REQUIREMENT: Give every entry again, exactly.

WORKING DATA:
--- START ---
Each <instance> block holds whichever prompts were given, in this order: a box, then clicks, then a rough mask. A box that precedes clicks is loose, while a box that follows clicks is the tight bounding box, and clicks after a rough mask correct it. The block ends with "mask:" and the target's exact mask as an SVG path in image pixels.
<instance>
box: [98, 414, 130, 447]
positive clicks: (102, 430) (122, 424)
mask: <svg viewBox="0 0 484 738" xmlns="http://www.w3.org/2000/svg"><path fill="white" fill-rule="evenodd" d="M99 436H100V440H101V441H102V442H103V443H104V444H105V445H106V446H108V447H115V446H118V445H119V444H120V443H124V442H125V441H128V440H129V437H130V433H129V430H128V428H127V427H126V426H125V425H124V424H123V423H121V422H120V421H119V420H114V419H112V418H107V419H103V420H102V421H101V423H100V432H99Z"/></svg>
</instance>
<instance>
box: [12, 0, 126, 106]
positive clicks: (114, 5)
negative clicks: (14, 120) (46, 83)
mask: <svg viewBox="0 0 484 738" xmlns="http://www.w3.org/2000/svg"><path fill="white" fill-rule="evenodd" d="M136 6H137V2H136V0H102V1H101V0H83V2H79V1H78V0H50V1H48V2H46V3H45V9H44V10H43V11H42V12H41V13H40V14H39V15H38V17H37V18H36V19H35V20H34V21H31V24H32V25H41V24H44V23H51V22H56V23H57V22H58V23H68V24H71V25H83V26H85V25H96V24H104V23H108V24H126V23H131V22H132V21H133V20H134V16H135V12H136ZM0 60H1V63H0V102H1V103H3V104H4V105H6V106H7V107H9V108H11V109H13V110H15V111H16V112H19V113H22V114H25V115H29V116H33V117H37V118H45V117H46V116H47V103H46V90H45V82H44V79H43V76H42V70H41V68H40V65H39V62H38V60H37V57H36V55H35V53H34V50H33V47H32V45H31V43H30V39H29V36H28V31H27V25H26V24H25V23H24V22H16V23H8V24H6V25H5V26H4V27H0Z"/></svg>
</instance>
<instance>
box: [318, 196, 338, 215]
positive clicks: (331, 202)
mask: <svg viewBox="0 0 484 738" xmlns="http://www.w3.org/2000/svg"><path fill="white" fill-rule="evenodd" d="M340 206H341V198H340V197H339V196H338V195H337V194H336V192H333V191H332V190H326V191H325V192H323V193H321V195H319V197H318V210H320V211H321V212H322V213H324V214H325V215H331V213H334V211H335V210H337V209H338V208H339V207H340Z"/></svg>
--- END ---
EXPECTED ANSWER:
Each <instance> block holds whichever prompts were given, in this order: a box, then clicks, then a rough mask. A box that precedes clicks is loose, while a box that follows clicks is the tight bounding box, and clicks after a rough mask correct it. The block ends with "mask:" and the target's exact mask as an SVG path in image pixels.
<instance>
box: [98, 414, 130, 447]
positive clicks: (102, 430) (122, 424)
mask: <svg viewBox="0 0 484 738" xmlns="http://www.w3.org/2000/svg"><path fill="white" fill-rule="evenodd" d="M99 436H100V440H101V441H102V442H103V443H104V444H105V445H106V446H108V447H115V446H118V445H119V444H120V443H124V442H125V441H128V440H129V437H130V433H129V430H128V428H127V427H126V426H125V425H124V424H123V423H121V422H120V421H119V420H114V419H112V418H107V419H103V420H102V421H101V423H100V432H99Z"/></svg>
</instance>
<instance>
box: [12, 0, 126, 106]
positive clicks: (114, 5)
negative clicks: (14, 120) (46, 83)
mask: <svg viewBox="0 0 484 738" xmlns="http://www.w3.org/2000/svg"><path fill="white" fill-rule="evenodd" d="M136 6H137V2H136V0H102V1H101V0H83V2H79V1H78V0H50V1H48V2H46V3H45V9H44V10H43V11H42V12H41V13H40V14H39V15H38V17H37V18H36V19H35V20H34V21H31V24H32V25H41V24H44V23H51V22H56V23H57V22H58V23H68V24H71V25H83V26H85V25H96V24H104V23H108V24H126V23H131V22H132V21H133V20H134V16H135V12H136ZM0 60H1V63H0V102H1V103H3V104H4V105H6V106H7V107H9V108H11V109H13V110H15V111H16V112H19V113H22V114H25V115H29V116H33V117H37V118H45V117H46V116H47V103H46V90H45V82H44V79H43V76H42V70H41V68H40V65H39V62H38V60H37V57H36V55H35V53H34V50H33V47H32V45H31V43H30V39H29V36H28V31H27V25H26V24H25V23H24V22H16V23H8V24H6V25H5V26H4V27H0Z"/></svg>
</instance>
<instance>
box: [318, 196, 338, 215]
positive clicks: (331, 202)
mask: <svg viewBox="0 0 484 738" xmlns="http://www.w3.org/2000/svg"><path fill="white" fill-rule="evenodd" d="M340 206H341V198H340V197H339V196H338V195H337V194H336V192H333V191H332V190H326V191H325V192H323V193H321V195H319V197H318V210H320V211H321V212H322V213H324V214H325V215H331V213H334V211H335V210H337V209H338V208H339V207H340Z"/></svg>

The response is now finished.